§ **What to produce**: Set the listing down unchanged, minus every embedded image.

§ **Data provided**:
- - -
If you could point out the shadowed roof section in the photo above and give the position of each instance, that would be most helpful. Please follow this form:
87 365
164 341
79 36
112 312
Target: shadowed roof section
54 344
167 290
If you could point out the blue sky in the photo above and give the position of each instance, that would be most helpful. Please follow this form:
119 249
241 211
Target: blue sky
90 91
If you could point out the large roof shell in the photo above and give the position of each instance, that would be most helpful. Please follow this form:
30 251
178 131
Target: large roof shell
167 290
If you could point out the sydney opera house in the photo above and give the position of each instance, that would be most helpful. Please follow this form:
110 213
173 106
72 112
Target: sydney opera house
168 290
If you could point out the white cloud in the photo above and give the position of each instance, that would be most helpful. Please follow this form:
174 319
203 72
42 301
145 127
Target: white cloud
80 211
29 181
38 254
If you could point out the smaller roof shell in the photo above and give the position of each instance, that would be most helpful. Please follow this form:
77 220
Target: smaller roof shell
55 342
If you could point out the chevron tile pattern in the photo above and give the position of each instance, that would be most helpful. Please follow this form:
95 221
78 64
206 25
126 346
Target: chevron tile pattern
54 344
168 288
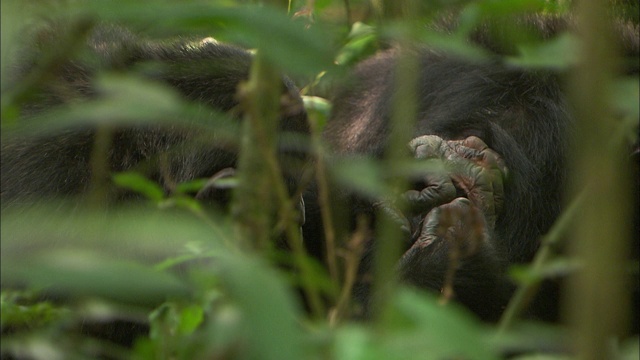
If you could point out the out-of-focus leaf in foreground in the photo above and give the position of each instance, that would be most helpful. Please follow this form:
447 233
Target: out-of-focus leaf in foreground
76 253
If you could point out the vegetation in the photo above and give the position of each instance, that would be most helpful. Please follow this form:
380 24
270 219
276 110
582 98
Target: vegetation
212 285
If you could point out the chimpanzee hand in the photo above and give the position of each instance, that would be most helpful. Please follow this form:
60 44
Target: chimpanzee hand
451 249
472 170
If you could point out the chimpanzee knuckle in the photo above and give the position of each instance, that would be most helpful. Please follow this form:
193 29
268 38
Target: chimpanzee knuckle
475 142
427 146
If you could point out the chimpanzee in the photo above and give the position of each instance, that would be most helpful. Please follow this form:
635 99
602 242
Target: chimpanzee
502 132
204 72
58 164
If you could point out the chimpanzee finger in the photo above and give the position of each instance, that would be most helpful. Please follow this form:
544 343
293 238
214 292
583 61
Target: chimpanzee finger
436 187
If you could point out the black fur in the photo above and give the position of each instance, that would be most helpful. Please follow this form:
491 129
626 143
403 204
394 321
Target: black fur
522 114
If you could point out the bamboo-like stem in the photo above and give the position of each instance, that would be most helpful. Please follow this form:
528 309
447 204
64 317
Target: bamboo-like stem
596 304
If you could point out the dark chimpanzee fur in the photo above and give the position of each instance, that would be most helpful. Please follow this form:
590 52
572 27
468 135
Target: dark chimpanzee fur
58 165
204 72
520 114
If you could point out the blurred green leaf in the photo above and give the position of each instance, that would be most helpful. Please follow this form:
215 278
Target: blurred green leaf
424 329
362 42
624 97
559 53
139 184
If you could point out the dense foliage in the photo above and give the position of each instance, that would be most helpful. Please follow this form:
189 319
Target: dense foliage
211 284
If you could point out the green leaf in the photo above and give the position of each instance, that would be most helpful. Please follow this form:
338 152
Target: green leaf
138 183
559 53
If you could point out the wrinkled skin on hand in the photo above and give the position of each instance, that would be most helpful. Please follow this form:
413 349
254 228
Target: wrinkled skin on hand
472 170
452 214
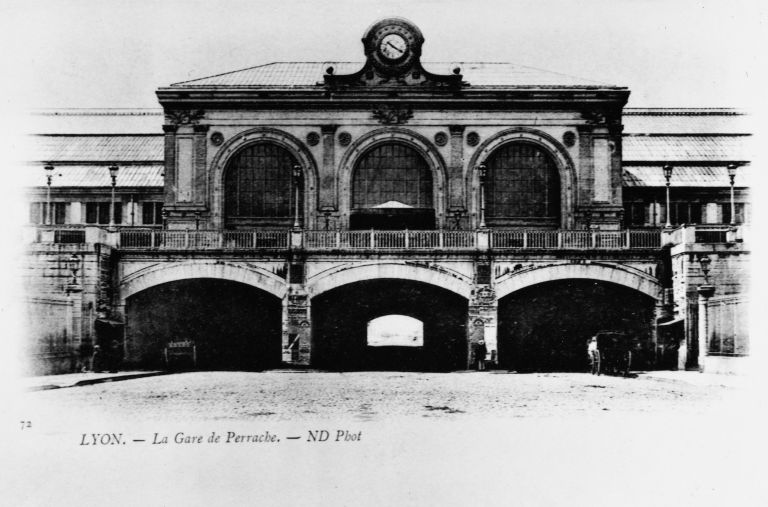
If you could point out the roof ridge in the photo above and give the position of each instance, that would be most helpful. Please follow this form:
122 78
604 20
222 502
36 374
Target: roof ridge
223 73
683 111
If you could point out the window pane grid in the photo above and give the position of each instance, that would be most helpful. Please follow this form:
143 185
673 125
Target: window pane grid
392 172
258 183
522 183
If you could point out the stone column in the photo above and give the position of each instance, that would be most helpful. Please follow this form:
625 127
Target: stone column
- - -
§ **Expected answer**:
If you could point out the shadowed roof section in the photo above and give the position of each instance, that would be most helpful. Please follow this form:
87 365
164 341
79 36
112 312
Target: shadowed roof section
54 344
167 290
If you could point out the blue sky in the photo above and give the position of each instance, that would be most helpful. Please follow this form:
119 249
241 211
Target: blue sky
90 91
If you could point out the large roof shell in the photo above and give the position of each instance, that would be most helpful. Please follow this form:
30 251
178 131
Target: large roof shell
167 290
If you could point out the sydney opera house in the photo above and give the position of each instance, that would be most helpful. Please follow this form:
110 213
173 106
72 112
Target: sydney opera house
168 290
If you could point out the white cloud in the photo above and give the position of each instance, that would be most helpful. Please follow this form:
174 319
203 72
42 301
145 127
Target: white cloud
80 211
29 181
38 254
If you could point out the smaller roof shell in the photo above and give the position of each instance, that would be most helpful. Please follow this form:
77 220
Target: smaller roof shell
55 342
If you could point out the chevron tile pattern in the photo above and give the position of each instance, that would be most helpful. Please follow this form:
95 221
78 64
206 25
126 346
Target: chevron tile pattern
54 344
168 288
If you could point out the out-of-focus leaf in foreground in the photo above and give the position of each instance, that would be most helpful. Please follow this form:
447 233
Target: out-of-focus leaf in foreground
76 253
If you could point out the vegetation in the photo above and give the position of each instance, that would be most helpful. Please follow this form:
380 24
270 219
276 110
582 98
Target: vegetation
212 285
If you could point out the chimpanzee hand in the photo above and give the position of each instance, that would be most helpful. Please follow this form:
60 44
Target: chimpanzee hand
451 249
472 170
If you could point out the chimpanzee knuckle in the photo above and give the position of each instance, that would be most helpful. Please follow this form:
193 29
268 38
Target: chimpanzee knuckle
475 142
427 146
If you could point out the chimpanzee in the photo above and give the position of each instance, that would be most helpful. Please follow this form:
635 99
602 242
Target: chimpanzee
502 132
204 72
58 164
If you could point out the chimpanzee finger in the photo above and give the position of each instance, that would be most helpful. Please follow this form:
544 343
293 238
214 292
583 61
Target: chimpanzee finger
436 187
If you could point out the black fur in the photo above and give the position of each instance, that would be most helpful. Please follow this form:
491 129
626 143
403 204
394 321
Target: black fur
522 114
If you could point out the bamboo-like stem in the photo above and give the position of each instance, that would be most helpful. Please follow this form:
528 309
447 204
64 317
Target: bamboo-like stem
596 304
If you could point out the dark chimpanzee fur in the photo above and give the position of each instance, that would be most helpful. Please follow this form:
590 52
572 27
468 135
Target: dark chimpanzee fur
58 165
204 72
520 114
If you could point out the blurred green leaf in the photo above and give the position of each instance, that would be most helpful. Please follow this form:
215 278
Target: blurred green leaf
424 329
362 42
624 97
559 53
139 184
If you could point out the dense foliage in the photo above and give the position of each instance, that would be most helpful. Please follow this form:
189 319
Target: dense foliage
211 284
If you could point out the green leaf in the photo above and give the position of each instance, that would be most helpful. Please follow this form:
338 152
Target: green leaf
138 183
559 53
If you could point out the wrinkled skin on hand in the photo above and give the position of each instance, that would be most helpful. Please follow this form:
413 349
254 228
Target: wrinkled skin on hand
472 170
452 214
If you could point out the roof ridge in the photo above and give the position of each instance, that would be most helpful. Please follow this form:
122 78
604 20
222 502
36 374
Target: roof ridge
223 73
683 111
If you could point out the window pane grid in the photo above and give the position of each instance, that would be most helpful. Please follow this form:
143 185
673 125
Target: window pane grid
392 172
258 183
522 183
If you could point out the stone column in the photo above and give the position of each instance, that would be most helpful. Please follow this form:
625 127
Target: stone column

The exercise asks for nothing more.